##### 提示された文章
簡便な燃焼室デポジットの厚み計測法の開発
Development of a simple method for measuring the thickness of combustion chamber deposits
大草 見斗、田中 光太郎
Kento OKUSA , Kotaro TANAKA
茨城大学
Ibaraki University

アブストラクト

 二酸化炭素排出量を削減するため、高膨張比ハイパーリーン燃焼技術や筒内遮熱材料による冷却損失低減技術などが研究されている。これらの高効率燃焼技術の実現には、EGRなどの積極的な導入が検討されることになるが、一方で燃焼室周辺へデポジットが生成し、想定外の圧縮比増加によるノッキングなど高効率燃焼技術の阻害要因となる。そこで、本研究では、燃焼室デポジットの中でもピストン頂面に生成するデポジットに着目し、燃焼室デポジットの厚みを予測可能なモデル構築を最終目標として研究を推進している。本稿では、燃焼室デポジットの厚み予測モデルの検証用データとなるデポジットの厚みを計測するための手法を構築したので、それらについて報告する。

燃焼室デポジットの厚み計測法の構築
研究背景と目的

 火花点火機関の二酸化炭素排出量削減に向け、高圧縮比化による理論熱効率の向上や、希薄、希釈燃焼による冷却損失低減に向けた研究が推進されている(1)。さらに、水噴射による熱効率向上を狙う研究も進められている(1)。一方で、EGRや水噴射を行うと、燃焼室周辺へデポジットが生成し、想定外の圧縮比増加による異常燃焼が高効率化の阻害要因となる。燃焼室デポジットの生成メカニズムについては燃焼室内の位置によって変化し、吸排気バルブやピストン頂面を対象に研究が進められてきた(2)。ピストン頂面に焦点を当てると、既往の研究から、燃料の部分酸化物や潤滑油が生成の要因となっていることが明らかになってきた(2)。しかし、圧縮比の変化に寄与するデポジットの厚みの変化に着目した研究はほとんどない。
 そこで、本研究では、燃焼室内でもピストン頂面に着目し、ピストン頂面に生成するデポジットの厚みを予測するモデルを構築することを目的とした。研究は、ピストン頂面のデポジット生成メカニズムを基に厚み予測モデルを構築する東京科学大学、生成したデポジットの成分分析を行う産業技術総合研究所、そしてエンジン実機を用いて燃焼室デポジットの加速生成実験を行い、その厚みを計測する茨城大学の3者で進めている。本報告では、エンジン実機のピストン頂面に生成したデポジットの厚みを簡便に計測する手法を確立し、厚み計測を行うことに成功したことから、それらについて記述する。
##########
##### 表示項目
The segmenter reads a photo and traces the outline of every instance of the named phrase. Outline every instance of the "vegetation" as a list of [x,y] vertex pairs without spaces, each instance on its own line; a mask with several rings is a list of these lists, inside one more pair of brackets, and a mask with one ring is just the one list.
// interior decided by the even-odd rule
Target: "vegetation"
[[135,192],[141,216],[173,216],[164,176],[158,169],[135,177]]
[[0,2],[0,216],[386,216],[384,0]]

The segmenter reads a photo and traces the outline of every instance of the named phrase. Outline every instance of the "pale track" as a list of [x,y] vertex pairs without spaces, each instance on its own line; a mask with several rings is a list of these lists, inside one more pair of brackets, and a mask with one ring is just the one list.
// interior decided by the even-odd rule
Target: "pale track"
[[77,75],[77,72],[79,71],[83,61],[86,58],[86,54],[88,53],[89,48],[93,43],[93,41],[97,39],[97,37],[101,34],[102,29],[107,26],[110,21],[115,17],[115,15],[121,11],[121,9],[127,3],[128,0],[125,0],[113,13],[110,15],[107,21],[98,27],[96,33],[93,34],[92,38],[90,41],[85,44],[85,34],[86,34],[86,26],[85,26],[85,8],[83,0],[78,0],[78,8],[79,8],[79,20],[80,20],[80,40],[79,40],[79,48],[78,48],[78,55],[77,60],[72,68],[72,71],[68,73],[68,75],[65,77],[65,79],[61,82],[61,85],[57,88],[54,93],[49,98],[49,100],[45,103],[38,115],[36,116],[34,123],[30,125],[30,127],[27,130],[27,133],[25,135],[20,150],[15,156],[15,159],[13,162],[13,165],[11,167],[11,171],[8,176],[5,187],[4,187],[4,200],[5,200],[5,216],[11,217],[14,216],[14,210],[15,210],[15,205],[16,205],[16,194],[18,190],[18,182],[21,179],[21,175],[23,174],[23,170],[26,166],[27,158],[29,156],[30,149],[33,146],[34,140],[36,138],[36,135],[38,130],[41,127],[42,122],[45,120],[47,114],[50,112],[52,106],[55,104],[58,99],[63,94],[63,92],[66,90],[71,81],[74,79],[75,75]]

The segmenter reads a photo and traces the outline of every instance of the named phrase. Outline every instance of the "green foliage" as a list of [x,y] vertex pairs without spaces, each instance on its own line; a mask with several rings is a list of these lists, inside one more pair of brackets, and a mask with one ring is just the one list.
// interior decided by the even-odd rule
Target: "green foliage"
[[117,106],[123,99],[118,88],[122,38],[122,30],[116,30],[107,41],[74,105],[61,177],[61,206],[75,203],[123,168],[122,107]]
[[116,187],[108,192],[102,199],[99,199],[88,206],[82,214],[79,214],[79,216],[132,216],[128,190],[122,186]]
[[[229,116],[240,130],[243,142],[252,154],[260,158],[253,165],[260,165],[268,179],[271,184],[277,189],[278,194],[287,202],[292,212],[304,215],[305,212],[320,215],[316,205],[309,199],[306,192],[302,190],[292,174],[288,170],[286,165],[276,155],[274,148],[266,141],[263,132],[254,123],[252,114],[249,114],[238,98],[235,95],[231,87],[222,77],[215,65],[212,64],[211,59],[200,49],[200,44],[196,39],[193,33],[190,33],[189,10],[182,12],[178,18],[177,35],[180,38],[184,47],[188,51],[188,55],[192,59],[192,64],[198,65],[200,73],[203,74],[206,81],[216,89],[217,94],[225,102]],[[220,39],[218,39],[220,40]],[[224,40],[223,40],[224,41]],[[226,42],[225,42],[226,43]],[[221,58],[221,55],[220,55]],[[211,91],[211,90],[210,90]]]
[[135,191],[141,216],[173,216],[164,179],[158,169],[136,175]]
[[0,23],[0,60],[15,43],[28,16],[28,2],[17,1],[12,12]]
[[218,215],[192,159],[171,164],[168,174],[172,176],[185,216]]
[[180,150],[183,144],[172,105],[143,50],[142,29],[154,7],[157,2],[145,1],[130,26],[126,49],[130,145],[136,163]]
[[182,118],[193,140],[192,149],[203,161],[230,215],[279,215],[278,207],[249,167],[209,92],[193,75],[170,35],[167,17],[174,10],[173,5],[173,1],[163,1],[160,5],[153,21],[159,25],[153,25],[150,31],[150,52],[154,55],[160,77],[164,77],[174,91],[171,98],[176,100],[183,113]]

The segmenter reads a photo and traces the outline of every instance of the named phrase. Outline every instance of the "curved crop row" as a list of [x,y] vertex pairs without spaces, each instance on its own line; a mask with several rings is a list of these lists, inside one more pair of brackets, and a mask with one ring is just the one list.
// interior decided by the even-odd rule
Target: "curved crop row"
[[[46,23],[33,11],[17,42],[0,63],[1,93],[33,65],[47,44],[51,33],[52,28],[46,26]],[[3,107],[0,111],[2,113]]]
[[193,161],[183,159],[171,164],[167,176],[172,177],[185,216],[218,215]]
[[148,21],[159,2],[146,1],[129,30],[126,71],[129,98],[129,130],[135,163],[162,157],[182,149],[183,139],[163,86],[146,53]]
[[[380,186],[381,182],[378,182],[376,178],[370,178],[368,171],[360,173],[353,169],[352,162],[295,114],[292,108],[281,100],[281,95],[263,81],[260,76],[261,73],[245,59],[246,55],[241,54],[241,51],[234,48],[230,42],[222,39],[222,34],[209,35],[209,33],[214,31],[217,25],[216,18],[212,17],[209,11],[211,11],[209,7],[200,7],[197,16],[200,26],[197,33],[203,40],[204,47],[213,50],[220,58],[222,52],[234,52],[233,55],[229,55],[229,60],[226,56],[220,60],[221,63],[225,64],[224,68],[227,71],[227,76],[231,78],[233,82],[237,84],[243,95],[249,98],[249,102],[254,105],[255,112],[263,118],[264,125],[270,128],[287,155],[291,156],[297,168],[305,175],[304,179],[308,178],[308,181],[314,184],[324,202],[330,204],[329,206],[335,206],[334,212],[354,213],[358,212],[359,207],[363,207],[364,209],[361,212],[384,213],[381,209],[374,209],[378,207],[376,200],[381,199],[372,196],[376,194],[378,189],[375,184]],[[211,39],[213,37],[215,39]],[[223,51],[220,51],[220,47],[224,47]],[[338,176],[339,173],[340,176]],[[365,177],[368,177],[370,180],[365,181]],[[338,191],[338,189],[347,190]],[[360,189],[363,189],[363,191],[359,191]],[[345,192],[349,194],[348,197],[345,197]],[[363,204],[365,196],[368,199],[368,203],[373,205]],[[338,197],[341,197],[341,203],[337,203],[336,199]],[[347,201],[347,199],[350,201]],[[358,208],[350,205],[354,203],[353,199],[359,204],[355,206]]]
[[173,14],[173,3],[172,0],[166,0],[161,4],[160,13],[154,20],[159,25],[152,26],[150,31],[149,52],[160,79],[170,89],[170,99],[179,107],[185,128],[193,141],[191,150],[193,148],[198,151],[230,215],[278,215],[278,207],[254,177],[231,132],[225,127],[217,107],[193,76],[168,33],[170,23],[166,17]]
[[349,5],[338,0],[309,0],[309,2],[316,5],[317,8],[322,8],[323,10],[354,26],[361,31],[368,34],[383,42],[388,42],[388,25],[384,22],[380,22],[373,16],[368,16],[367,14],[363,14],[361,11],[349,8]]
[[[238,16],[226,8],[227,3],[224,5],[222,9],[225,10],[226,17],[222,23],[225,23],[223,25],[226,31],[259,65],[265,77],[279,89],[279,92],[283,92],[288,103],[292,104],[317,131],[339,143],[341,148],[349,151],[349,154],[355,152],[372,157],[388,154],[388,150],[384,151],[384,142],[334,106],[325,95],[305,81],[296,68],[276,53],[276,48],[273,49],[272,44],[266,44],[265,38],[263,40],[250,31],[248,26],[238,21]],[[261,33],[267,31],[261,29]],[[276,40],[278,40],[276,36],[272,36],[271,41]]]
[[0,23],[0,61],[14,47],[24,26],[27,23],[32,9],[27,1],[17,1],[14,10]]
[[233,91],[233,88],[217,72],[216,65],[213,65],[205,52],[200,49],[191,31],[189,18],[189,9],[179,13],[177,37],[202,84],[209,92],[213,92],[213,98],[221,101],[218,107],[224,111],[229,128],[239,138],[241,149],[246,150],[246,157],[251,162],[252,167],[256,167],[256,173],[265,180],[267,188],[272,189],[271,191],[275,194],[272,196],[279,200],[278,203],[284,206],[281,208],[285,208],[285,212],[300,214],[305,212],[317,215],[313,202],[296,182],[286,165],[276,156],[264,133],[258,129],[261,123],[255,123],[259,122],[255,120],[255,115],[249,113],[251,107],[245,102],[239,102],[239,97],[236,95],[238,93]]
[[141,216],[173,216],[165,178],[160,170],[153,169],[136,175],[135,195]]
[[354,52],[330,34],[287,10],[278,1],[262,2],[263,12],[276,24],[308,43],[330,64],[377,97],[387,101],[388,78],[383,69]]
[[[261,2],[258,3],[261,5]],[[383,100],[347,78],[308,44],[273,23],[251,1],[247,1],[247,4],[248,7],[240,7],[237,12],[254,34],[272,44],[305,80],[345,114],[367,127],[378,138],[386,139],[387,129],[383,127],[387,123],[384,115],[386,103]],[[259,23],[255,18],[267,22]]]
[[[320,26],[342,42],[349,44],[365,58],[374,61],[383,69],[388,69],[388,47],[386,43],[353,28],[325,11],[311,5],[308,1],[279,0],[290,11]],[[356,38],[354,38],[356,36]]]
##########
▸ **必要な作業**:
1. 燃焼室デポジットに関する文章によると、この研究を進めている3者はどの機関か。
2. 燃焼室デポジットに関する文章のうち、「燃焼室デポジットの厚み計測法の構築」から「ら、それらについて記述する。」までの部分をそのまま抜き出せ。
資料は燃焼室デポジットに関する文章とは関係がない。

▸ **作業の結果**:
1. 東京科学大学、産業技術総合研究所、茨城大学の3者である。

2.
燃焼室デポジットの厚み計測法の構築
研究背景と目的

 火花点火機関の二酸化炭素排出量削減に向け、高圧縮比化による理論熱効率の向上や、希薄、希釈燃焼による冷却損失低減に向けた研究が推進されている(1)。さらに、水噴射による熱効率向上を狙う研究も進められている(1)。一方で、EGRや水噴射を行うと、燃焼室周辺へデポジットが生成し、想定外の圧縮比増加による異常燃焼が高効率化の阻害要因となる。燃焼室デポジットの生成メカニズムについては燃焼室内の位置によって変化し、吸排気バルブやピストン頂面を対象に研究が進められてきた(2)。ピストン頂面に焦点を当てると、既往の研究から、燃料の部分酸化物や潤滑油が生成の要因となっていることが明らかになってきた(2)。しかし、圧縮比の変化に寄与するデポジットの厚みの変化に着目した研究はほとんどない。
 そこで、本研究では、燃焼室内でもピストン頂面に着目し、ピストン頂面に生成するデポジットの厚みを予測するモデルを構築することを目的とした。研究は、ピストン頂面のデポジット生成メカニズムを基に厚み予測モデルを構築する東京科学大学、生成したデポジットの成分分析を行う産業技術総合研究所、そしてエンジン実機を用いて燃焼室デポジットの加速生成実験を行い、その厚みを計測する茨城大学の3者で進めている。本報告では、エンジン実機のピストン頂面に生成したデポジットの厚みを簡便に計測する手法を確立し、厚み計測を行うことに成功したことから、それらについて記述する。